- [Task instructions]: Copy exactly, please, the lines of the data from its start through the line containing "target | man in yellow hooded jacket".

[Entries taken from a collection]

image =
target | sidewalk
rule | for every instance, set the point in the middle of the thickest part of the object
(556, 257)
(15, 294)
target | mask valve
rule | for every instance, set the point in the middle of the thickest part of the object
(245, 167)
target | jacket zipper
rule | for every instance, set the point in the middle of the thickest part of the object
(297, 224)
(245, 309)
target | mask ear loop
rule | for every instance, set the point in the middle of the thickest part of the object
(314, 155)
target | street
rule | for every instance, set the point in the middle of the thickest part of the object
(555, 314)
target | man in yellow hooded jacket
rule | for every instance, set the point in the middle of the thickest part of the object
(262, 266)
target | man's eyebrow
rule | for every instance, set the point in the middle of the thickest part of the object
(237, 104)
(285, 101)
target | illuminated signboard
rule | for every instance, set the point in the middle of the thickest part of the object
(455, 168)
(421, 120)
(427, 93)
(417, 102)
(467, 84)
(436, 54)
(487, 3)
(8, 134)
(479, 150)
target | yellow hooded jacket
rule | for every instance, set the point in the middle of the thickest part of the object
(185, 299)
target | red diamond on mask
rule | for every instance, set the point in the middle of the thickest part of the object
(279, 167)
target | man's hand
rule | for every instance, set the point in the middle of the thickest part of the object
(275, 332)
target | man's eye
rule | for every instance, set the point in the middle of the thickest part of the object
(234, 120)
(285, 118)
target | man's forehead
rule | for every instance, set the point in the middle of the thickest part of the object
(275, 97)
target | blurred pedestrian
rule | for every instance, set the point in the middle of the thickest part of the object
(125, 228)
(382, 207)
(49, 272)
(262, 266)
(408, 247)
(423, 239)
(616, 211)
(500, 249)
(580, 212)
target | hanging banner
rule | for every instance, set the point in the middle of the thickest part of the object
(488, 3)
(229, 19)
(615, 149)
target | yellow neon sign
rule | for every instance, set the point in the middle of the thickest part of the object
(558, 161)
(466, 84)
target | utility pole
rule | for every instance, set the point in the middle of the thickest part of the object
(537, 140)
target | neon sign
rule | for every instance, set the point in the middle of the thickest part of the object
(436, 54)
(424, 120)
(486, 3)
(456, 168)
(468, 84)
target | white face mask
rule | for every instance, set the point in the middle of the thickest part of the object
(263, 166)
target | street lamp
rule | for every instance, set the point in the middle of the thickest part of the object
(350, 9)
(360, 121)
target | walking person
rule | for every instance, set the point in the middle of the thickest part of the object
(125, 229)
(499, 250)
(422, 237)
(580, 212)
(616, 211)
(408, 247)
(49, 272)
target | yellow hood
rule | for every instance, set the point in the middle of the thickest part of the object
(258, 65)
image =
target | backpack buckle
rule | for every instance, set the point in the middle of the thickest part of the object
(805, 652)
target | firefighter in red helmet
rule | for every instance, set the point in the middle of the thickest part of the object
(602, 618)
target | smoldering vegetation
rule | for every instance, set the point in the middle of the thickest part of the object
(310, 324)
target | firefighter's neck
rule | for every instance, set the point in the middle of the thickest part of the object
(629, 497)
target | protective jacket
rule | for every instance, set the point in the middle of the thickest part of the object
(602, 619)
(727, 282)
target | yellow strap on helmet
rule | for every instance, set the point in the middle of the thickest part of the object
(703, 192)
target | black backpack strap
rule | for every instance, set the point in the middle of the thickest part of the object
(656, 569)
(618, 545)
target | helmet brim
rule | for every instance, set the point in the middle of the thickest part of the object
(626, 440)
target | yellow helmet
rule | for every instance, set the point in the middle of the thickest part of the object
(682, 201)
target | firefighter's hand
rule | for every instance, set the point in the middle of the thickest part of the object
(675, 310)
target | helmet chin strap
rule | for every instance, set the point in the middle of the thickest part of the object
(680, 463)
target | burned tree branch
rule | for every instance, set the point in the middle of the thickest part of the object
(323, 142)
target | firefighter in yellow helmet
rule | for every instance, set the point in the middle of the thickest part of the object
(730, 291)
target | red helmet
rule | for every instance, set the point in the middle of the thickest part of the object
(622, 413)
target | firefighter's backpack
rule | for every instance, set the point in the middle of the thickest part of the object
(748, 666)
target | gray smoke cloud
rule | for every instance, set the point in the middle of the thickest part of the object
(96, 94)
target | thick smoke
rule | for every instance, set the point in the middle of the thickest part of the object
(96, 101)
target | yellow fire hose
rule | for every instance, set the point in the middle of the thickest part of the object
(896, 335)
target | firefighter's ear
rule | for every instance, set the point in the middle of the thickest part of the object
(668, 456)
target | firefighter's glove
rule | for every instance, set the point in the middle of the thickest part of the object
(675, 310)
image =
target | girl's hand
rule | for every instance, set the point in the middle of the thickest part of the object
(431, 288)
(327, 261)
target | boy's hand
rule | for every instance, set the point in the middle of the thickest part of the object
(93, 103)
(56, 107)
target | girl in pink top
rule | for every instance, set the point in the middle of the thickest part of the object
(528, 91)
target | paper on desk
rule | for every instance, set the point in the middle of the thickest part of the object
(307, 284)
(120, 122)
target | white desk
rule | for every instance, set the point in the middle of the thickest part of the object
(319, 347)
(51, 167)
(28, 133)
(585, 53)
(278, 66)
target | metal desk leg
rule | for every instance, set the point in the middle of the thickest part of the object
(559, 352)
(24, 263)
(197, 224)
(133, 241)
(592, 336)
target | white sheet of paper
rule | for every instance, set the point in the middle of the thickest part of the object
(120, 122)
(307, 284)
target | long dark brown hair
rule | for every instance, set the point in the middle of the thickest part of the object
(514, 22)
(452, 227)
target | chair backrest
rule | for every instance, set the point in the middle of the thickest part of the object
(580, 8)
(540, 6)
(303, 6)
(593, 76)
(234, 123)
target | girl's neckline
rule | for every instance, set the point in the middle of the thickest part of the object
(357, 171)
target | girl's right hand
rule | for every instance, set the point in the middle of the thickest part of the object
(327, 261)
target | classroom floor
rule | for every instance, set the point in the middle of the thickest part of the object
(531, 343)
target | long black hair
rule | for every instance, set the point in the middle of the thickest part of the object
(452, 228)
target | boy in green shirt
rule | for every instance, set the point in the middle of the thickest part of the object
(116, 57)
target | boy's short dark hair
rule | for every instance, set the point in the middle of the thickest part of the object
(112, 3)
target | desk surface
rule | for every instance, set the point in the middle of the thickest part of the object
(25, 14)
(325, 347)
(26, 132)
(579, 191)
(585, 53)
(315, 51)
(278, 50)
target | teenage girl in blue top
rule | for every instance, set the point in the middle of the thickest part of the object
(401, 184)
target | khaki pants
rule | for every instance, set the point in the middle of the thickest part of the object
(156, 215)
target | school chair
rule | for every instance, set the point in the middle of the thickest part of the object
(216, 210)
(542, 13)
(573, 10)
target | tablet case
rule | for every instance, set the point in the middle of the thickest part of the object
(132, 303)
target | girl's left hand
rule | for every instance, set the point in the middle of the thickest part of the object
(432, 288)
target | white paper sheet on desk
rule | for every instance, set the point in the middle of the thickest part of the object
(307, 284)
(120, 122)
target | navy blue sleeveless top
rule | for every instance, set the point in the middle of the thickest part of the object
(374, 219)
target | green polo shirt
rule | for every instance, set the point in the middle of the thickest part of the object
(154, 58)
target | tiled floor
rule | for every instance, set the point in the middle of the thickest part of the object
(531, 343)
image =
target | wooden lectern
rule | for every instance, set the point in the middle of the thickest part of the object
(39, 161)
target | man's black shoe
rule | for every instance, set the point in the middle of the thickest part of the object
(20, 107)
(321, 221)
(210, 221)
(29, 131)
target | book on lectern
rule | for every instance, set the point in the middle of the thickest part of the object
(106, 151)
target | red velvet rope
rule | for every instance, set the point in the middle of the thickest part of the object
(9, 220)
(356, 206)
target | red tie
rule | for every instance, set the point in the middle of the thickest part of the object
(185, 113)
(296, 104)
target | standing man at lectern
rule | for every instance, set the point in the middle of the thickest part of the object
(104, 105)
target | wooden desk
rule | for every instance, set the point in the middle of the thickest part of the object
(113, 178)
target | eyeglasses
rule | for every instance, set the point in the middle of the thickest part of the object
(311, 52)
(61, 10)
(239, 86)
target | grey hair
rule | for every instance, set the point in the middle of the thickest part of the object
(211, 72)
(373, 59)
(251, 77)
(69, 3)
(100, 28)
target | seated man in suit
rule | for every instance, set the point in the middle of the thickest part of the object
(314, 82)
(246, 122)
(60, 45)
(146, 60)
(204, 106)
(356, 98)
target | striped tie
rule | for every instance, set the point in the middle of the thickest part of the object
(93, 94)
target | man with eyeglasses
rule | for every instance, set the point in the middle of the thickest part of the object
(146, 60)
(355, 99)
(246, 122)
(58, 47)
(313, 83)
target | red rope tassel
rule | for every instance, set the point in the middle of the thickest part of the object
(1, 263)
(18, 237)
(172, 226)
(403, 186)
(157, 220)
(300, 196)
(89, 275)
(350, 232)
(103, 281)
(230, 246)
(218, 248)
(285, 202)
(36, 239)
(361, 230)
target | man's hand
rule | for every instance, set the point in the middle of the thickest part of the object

- [Reply]:
image =
target | sidewalk
rule | for every instance, set the point in the middle of the thickest part of the object
(556, 257)
(15, 294)
target | mask valve
rule | for every instance, set the point in the middle of the thickest part of the object
(245, 167)
target | jacket zipper
rule | for every instance, set the point in the middle of the thickest part of the object
(297, 224)
(245, 309)
target | mask ear loop
rule | for every instance, set the point in the middle of the thickest part of the object
(314, 155)
target | street
rule | for every instance, set the point in the middle of the thickest part of the object
(555, 314)
target | man in yellow hooded jacket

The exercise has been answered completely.